[PROBLEM TO WORK ON] Pull every line with "lawn" from the entries below.

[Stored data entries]
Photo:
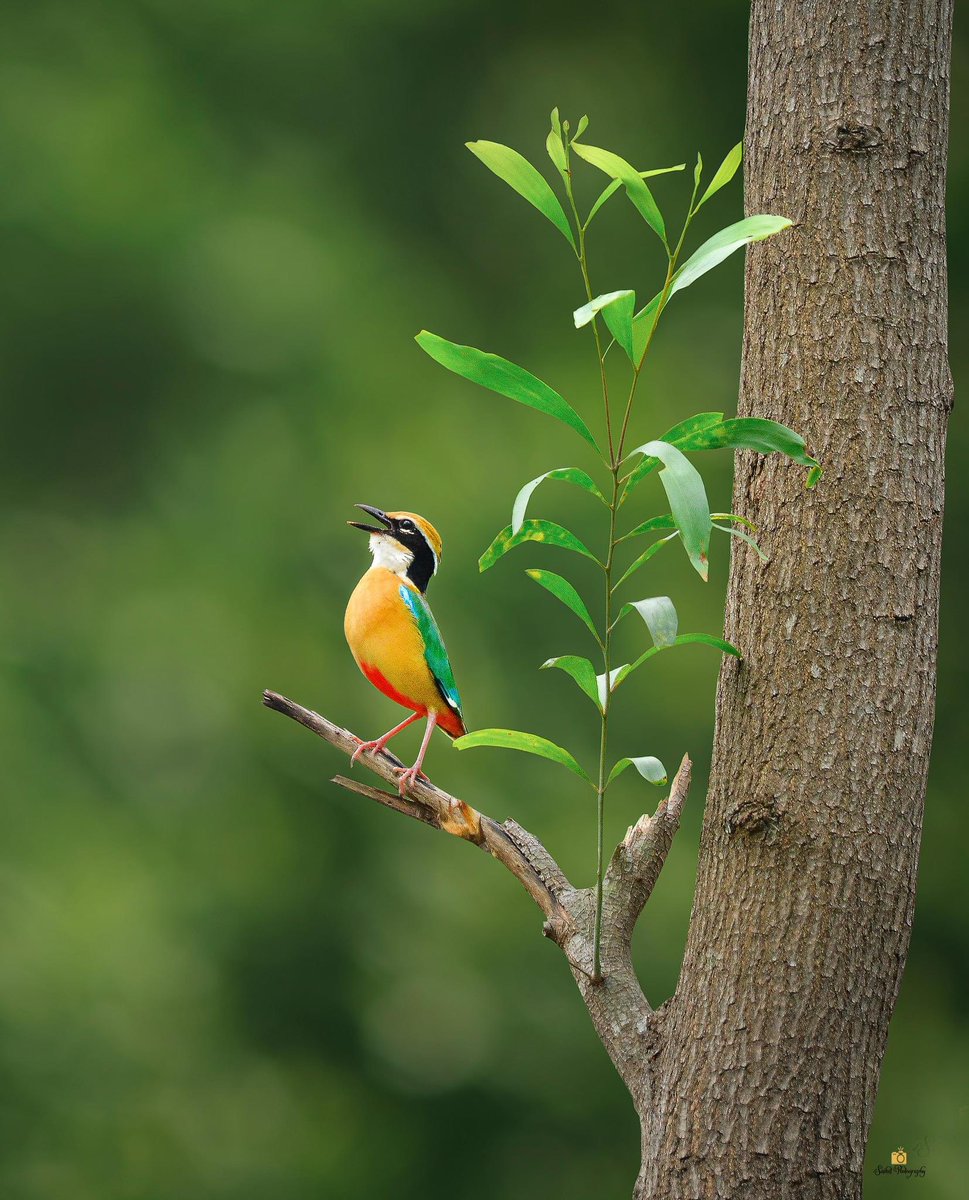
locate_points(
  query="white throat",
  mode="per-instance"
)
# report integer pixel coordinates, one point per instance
(389, 553)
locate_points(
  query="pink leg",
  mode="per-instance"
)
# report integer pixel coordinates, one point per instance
(381, 742)
(411, 773)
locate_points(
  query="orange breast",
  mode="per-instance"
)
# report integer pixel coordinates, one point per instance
(387, 647)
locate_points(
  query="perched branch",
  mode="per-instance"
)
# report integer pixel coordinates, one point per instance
(639, 857)
(516, 849)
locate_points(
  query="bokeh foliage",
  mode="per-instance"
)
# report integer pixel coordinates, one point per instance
(221, 227)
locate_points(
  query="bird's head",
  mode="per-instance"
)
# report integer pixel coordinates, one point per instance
(407, 544)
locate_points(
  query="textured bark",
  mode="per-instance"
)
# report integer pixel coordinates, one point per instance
(770, 1050)
(758, 1079)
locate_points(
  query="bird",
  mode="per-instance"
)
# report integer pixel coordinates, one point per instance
(392, 634)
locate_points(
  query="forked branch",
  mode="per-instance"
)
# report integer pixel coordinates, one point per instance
(615, 1000)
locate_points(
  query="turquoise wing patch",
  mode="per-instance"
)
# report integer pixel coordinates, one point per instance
(435, 655)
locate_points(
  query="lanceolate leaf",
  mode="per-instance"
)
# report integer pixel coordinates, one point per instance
(554, 147)
(726, 172)
(676, 437)
(663, 522)
(636, 187)
(567, 474)
(564, 591)
(646, 556)
(530, 743)
(581, 670)
(651, 769)
(718, 643)
(687, 499)
(754, 433)
(601, 683)
(612, 189)
(723, 244)
(617, 309)
(546, 532)
(660, 617)
(642, 328)
(518, 173)
(505, 378)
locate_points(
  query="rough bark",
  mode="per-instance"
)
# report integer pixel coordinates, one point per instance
(770, 1050)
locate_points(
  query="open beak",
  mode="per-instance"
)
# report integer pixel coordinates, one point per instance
(374, 513)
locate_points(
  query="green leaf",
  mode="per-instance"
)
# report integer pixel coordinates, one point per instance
(687, 499)
(723, 244)
(642, 327)
(636, 186)
(617, 309)
(753, 433)
(564, 591)
(601, 683)
(660, 617)
(546, 532)
(726, 172)
(667, 521)
(567, 474)
(718, 643)
(646, 556)
(554, 147)
(651, 769)
(581, 670)
(735, 517)
(676, 437)
(612, 189)
(681, 640)
(505, 378)
(744, 537)
(530, 743)
(518, 173)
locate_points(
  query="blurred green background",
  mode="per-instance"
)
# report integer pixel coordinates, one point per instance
(222, 225)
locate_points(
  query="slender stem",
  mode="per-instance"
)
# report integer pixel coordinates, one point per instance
(601, 786)
(673, 258)
(584, 267)
(615, 459)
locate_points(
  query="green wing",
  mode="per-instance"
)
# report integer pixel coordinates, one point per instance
(435, 655)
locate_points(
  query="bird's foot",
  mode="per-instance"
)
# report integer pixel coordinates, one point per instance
(407, 777)
(366, 745)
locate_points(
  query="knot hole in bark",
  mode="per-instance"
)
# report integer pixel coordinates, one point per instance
(752, 816)
(853, 137)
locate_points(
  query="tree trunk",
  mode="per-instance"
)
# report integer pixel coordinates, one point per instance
(770, 1050)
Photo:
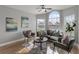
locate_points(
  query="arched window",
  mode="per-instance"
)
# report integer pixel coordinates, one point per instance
(54, 20)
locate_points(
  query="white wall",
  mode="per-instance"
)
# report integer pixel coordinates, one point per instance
(9, 12)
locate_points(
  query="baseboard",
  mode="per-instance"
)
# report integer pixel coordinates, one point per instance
(7, 43)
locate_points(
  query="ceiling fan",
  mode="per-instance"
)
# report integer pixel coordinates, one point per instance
(43, 8)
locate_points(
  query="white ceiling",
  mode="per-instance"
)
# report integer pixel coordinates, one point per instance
(33, 8)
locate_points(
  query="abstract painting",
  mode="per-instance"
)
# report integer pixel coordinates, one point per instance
(24, 22)
(11, 24)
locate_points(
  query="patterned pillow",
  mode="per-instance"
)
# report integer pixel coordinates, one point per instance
(66, 40)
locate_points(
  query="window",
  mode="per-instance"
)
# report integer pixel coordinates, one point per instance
(40, 24)
(69, 19)
(54, 20)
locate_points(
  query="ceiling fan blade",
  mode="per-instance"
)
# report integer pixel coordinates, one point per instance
(45, 10)
(39, 10)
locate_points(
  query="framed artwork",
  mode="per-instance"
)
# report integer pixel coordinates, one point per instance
(24, 22)
(11, 24)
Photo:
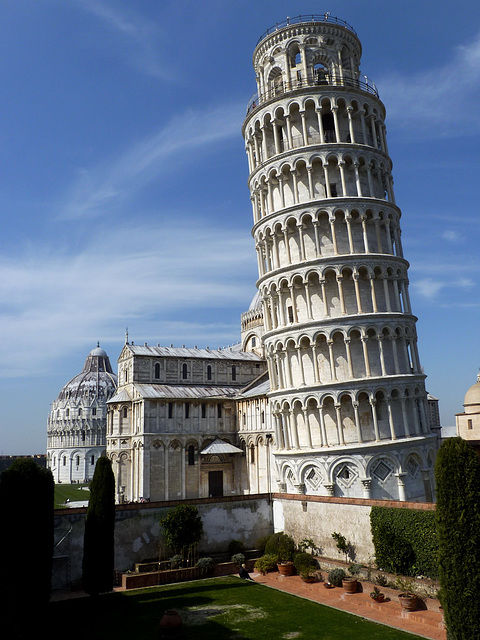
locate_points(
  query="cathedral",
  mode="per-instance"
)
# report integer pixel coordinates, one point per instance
(325, 394)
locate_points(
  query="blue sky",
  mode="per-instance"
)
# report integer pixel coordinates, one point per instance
(123, 180)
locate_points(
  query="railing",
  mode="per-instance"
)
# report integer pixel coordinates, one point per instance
(257, 99)
(311, 17)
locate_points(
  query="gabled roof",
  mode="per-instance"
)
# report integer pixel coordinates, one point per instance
(229, 353)
(219, 446)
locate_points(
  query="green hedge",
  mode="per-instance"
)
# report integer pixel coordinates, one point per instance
(405, 541)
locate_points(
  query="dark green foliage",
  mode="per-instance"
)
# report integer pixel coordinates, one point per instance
(26, 496)
(235, 546)
(99, 539)
(182, 528)
(405, 541)
(281, 545)
(457, 473)
(26, 541)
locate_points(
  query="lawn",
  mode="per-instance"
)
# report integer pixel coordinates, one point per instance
(221, 608)
(74, 492)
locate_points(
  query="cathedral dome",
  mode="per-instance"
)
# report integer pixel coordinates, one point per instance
(472, 397)
(96, 380)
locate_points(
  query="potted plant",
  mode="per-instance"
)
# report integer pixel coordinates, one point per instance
(350, 583)
(377, 595)
(335, 577)
(408, 598)
(283, 546)
(306, 566)
(265, 563)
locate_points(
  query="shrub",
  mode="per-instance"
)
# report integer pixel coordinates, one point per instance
(335, 577)
(266, 563)
(205, 565)
(238, 558)
(405, 541)
(457, 474)
(236, 546)
(281, 545)
(176, 562)
(182, 528)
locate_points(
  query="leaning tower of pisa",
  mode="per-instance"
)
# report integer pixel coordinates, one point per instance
(346, 387)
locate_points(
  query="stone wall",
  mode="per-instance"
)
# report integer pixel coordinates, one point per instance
(246, 518)
(137, 531)
(317, 517)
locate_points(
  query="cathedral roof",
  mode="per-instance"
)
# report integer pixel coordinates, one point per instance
(228, 353)
(220, 446)
(472, 397)
(96, 380)
(174, 391)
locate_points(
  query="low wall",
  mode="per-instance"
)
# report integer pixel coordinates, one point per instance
(317, 517)
(138, 531)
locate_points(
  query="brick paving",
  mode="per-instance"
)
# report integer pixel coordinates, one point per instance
(427, 622)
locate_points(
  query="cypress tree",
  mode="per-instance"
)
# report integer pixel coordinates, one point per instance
(457, 472)
(99, 543)
(26, 541)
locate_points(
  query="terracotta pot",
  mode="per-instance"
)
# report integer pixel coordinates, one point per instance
(350, 585)
(408, 601)
(379, 598)
(170, 624)
(285, 568)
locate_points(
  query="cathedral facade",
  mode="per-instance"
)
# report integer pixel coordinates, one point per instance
(325, 395)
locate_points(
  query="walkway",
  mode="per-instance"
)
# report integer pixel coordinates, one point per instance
(427, 623)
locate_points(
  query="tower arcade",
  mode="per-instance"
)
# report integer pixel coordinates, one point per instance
(347, 391)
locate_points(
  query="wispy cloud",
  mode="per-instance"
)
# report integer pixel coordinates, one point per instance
(444, 98)
(142, 36)
(99, 190)
(144, 278)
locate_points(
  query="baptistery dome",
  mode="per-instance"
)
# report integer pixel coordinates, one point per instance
(76, 428)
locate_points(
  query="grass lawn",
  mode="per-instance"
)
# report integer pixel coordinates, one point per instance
(218, 608)
(74, 492)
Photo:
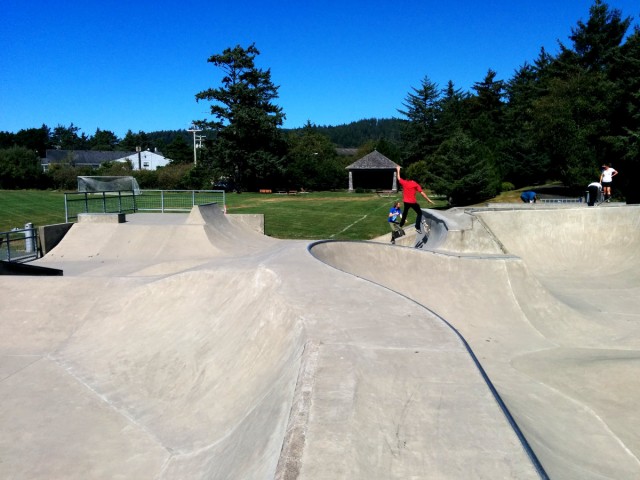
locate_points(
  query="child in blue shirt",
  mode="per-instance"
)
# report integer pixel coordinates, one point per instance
(394, 222)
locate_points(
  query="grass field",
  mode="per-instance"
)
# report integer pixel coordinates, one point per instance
(321, 215)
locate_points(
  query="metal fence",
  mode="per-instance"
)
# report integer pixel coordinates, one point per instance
(76, 203)
(20, 244)
(177, 200)
(562, 200)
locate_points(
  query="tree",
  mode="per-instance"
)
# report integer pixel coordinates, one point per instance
(19, 168)
(248, 146)
(133, 140)
(179, 152)
(422, 109)
(36, 139)
(463, 170)
(103, 140)
(313, 162)
(67, 138)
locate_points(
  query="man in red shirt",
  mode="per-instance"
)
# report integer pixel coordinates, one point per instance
(410, 190)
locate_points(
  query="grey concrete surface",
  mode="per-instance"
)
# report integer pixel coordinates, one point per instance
(193, 346)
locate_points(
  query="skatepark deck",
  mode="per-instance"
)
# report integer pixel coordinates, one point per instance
(193, 346)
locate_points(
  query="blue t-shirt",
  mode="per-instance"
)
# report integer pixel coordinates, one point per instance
(528, 196)
(396, 213)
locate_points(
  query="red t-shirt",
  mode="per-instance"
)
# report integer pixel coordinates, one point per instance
(410, 189)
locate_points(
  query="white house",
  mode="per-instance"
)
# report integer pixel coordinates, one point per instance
(145, 160)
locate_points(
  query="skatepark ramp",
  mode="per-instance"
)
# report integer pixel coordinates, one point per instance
(194, 346)
(553, 320)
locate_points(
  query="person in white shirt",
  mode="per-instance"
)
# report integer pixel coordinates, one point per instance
(606, 178)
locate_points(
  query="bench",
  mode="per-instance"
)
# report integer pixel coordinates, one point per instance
(385, 193)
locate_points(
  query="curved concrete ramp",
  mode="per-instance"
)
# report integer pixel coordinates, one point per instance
(555, 321)
(192, 346)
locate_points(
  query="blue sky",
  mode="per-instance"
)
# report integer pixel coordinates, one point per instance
(119, 65)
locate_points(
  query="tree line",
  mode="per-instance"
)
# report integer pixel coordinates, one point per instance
(558, 118)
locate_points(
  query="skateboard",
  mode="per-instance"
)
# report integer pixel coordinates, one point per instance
(396, 232)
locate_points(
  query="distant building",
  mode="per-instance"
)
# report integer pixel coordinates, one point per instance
(374, 171)
(144, 160)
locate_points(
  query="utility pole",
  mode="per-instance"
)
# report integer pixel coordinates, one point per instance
(194, 130)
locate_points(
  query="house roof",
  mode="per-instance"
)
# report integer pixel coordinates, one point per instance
(373, 161)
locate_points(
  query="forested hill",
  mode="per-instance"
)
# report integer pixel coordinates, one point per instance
(356, 134)
(350, 135)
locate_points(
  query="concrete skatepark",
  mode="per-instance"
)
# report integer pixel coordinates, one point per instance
(193, 346)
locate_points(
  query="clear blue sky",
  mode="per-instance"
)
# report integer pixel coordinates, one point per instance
(138, 65)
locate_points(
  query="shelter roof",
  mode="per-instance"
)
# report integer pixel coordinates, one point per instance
(373, 161)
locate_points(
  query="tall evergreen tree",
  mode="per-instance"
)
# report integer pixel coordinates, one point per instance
(422, 109)
(249, 146)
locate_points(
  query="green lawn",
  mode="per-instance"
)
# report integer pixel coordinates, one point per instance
(321, 215)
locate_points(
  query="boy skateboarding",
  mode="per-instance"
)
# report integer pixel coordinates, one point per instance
(410, 190)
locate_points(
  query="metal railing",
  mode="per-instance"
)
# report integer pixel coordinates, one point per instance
(177, 200)
(562, 200)
(76, 203)
(20, 244)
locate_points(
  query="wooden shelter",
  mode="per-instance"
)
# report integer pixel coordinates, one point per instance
(374, 171)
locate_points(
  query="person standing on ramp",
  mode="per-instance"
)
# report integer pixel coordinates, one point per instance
(410, 190)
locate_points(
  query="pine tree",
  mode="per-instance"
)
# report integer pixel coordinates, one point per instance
(248, 146)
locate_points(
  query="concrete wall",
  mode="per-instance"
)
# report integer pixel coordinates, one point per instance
(50, 235)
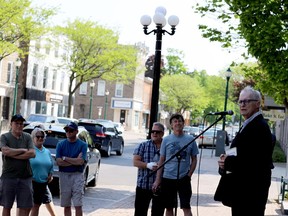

[ANSWER BOX]
  query="lawn",
  query="grass lawn",
  query="green lawn",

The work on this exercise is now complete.